##### Passage for review

The relative uncertainties in the data evaluated using OLS is, in general, following the relative uncertainties of the WLS evaluated data, see Fig. 3. This implies that at the 1 ng g−1 level, the ordinary least regression provides as accurate calibration as the weighted linear regression. The large difference can be seen in the evaluation of a 100 pg g−1 sample, see Fig. 4. The relative uncertainties for the results based on WLS are at the same level as for the 1 ng g−1 samples but for the results based on OLS the relative uncertainties are substantially higher than for the 1 ng g−1 sample. This is a result of the large uncertainty in the intercept that follows when performing an OLS on heteroscedastic data [29].

##########

> [Work task 1]:
From the passage on regression uncertainties, output the text starting at the words "The relative uncertainties in" and ending after "heteroscedastic data [29].".
> [Work task 2]:
Translate this sentence from the passage on regression uncertainties into Spanish: "The large difference can be seen in the evaluation of a 100 pg g−1 sample, see Fig. 4."

##### Data shown

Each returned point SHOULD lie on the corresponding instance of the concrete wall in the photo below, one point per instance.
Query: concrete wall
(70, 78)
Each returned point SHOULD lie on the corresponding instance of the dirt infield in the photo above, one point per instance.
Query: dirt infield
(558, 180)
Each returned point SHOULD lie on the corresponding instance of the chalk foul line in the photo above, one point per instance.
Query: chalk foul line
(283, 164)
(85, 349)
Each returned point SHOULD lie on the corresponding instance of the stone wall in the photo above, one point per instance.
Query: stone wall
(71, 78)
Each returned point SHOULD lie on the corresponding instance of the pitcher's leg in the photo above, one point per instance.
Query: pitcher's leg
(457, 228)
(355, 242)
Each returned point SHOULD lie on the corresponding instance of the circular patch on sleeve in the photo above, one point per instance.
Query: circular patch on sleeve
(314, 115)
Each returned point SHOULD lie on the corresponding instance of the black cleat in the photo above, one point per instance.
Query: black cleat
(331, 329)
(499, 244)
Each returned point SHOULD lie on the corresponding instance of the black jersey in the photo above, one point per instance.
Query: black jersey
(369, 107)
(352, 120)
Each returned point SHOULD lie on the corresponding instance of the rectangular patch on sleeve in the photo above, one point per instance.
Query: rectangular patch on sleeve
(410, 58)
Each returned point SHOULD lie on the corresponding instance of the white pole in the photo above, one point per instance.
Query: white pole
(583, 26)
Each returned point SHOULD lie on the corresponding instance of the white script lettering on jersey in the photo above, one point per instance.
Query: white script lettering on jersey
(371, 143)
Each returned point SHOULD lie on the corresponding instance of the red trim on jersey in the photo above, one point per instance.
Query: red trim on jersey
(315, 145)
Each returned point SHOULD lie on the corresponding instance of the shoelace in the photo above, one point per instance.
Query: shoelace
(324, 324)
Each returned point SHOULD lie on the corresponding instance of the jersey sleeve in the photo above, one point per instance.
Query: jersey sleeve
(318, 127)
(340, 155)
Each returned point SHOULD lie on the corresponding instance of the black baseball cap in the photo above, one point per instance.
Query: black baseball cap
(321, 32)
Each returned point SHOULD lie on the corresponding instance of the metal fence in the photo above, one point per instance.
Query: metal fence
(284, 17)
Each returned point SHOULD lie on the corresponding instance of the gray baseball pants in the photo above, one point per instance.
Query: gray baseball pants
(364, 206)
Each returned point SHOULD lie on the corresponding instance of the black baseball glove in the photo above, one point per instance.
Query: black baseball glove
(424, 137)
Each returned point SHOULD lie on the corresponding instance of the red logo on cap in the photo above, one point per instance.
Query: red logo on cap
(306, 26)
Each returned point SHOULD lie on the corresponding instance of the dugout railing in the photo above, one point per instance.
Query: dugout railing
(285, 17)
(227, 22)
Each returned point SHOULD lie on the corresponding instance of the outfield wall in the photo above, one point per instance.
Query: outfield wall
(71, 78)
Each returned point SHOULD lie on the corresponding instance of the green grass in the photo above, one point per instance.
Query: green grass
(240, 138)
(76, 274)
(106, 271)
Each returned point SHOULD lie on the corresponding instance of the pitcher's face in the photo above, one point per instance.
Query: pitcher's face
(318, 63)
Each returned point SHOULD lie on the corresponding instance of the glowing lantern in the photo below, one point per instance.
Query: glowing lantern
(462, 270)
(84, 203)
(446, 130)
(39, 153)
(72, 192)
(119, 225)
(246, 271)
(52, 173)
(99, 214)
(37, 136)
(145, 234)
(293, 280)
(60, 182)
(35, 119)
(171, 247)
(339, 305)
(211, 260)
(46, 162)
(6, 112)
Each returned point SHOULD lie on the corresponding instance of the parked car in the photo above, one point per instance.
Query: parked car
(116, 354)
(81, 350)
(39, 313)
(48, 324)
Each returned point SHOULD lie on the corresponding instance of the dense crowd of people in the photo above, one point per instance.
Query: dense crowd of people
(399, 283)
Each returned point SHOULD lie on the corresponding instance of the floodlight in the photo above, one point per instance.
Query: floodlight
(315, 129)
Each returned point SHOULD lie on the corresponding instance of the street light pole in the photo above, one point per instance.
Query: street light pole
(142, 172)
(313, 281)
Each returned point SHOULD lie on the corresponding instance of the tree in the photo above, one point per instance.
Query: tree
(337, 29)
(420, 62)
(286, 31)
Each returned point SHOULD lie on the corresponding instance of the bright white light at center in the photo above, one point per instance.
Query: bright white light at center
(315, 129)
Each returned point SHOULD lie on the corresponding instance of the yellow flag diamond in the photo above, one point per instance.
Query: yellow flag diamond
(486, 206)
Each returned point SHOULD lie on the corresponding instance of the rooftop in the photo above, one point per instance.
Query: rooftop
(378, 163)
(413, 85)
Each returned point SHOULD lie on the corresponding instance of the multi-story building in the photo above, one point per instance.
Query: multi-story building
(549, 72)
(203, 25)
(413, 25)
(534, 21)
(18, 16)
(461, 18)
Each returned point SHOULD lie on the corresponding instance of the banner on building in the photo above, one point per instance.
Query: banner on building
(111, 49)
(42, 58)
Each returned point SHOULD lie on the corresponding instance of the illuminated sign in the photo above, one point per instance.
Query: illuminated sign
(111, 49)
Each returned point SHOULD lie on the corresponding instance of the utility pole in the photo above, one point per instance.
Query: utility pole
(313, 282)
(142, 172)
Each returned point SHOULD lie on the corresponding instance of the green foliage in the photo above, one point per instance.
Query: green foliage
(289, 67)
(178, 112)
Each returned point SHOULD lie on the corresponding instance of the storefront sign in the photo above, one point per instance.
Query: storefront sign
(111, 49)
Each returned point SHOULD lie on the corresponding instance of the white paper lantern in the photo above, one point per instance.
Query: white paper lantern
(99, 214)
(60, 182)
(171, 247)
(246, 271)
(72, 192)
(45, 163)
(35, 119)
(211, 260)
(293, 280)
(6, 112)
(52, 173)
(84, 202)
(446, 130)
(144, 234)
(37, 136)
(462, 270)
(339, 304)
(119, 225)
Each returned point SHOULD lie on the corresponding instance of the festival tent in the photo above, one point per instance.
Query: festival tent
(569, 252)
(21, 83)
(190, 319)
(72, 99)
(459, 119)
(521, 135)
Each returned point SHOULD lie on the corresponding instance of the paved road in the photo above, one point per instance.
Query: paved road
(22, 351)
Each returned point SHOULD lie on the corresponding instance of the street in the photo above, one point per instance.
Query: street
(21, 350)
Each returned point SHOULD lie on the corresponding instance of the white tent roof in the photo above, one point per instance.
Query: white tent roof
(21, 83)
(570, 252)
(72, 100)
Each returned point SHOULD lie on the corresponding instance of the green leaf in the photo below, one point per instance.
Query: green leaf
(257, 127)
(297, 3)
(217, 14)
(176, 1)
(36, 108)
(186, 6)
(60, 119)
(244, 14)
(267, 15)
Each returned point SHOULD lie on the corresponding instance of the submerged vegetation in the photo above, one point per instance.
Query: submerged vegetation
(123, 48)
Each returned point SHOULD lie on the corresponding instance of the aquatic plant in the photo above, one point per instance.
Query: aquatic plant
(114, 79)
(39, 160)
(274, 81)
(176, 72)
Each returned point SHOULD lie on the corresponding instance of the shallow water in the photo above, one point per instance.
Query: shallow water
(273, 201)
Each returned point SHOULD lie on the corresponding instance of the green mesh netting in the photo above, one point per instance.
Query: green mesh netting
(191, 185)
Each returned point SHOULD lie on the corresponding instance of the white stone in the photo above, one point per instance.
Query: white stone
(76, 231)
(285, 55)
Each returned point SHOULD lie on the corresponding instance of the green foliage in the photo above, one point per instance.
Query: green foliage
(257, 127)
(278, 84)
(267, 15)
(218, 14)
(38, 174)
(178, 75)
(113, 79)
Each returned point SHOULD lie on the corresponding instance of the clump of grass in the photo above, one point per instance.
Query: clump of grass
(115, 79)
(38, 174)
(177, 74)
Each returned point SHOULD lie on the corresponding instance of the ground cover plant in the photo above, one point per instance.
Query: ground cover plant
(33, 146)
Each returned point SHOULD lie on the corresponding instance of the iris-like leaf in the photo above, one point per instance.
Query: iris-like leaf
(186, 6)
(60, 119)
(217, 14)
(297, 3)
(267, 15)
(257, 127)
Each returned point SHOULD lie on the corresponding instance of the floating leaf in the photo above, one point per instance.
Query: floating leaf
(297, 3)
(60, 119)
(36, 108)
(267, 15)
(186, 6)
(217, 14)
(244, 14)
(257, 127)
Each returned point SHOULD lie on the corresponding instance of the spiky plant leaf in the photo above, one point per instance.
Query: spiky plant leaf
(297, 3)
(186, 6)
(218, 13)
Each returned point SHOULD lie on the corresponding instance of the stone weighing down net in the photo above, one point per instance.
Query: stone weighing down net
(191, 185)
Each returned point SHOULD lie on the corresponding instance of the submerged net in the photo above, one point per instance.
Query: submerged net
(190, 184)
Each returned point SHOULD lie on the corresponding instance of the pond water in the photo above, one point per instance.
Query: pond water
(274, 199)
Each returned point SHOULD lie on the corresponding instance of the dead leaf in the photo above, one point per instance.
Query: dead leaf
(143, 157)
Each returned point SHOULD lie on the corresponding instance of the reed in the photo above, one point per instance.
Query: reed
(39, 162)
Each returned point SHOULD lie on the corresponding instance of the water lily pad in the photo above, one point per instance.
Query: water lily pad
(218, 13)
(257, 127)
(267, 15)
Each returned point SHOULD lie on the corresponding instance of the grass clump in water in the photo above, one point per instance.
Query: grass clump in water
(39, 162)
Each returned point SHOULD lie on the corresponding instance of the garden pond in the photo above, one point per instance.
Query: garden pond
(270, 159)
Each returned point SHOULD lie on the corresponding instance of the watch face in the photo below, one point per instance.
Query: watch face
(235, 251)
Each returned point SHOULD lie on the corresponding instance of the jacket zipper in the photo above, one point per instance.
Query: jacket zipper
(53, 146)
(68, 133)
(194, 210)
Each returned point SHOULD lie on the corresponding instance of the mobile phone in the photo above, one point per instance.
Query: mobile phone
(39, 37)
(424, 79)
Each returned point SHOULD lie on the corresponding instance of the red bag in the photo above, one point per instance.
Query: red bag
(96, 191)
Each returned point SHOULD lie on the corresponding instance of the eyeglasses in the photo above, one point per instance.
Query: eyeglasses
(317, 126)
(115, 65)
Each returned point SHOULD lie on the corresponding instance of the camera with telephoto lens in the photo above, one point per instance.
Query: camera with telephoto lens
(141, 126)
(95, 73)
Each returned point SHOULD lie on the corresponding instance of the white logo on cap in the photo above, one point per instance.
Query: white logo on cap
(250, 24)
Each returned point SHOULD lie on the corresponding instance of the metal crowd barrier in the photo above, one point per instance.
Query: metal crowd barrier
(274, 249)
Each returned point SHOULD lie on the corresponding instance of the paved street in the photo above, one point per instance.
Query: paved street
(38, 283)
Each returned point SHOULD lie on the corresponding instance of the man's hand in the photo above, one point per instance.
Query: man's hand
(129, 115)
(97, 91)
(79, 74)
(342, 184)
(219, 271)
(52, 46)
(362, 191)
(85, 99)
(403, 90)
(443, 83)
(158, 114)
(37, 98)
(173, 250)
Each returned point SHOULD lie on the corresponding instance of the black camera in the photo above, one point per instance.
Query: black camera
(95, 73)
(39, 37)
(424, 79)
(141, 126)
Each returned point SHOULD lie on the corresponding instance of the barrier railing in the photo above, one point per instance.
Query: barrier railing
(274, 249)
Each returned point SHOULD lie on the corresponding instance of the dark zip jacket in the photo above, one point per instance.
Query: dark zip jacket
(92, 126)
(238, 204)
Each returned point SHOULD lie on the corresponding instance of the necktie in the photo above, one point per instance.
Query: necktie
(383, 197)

##########

> [Answer box 1]:
The relative uncertainties in the data evaluated using OLS is, in general, following the relative uncertainties of the WLS evaluated data, see Fig. 3. This implies that at the 1 ng g−1 level, the ordinary least regression provides as accurate calibration as the weighted linear regression. The large difference can be seen in the evaluation of a 100 pg g−1 sample, see Fig. 4. The relative uncertainties for the results based on WLS are at the same level as for the 1 ng g−1 samples but for the results based on OLS the relative uncertainties are substantially higher than for the 1 ng g−1 sample. This is a result of the large uncertainty in the intercept that follows when performing an OLS on heteroscedastic data [29].

> [Answer box 2]:
La gran diferencia puede verse en la evaluación de una muestra de 100 pg g−1, véase la Fig. 4.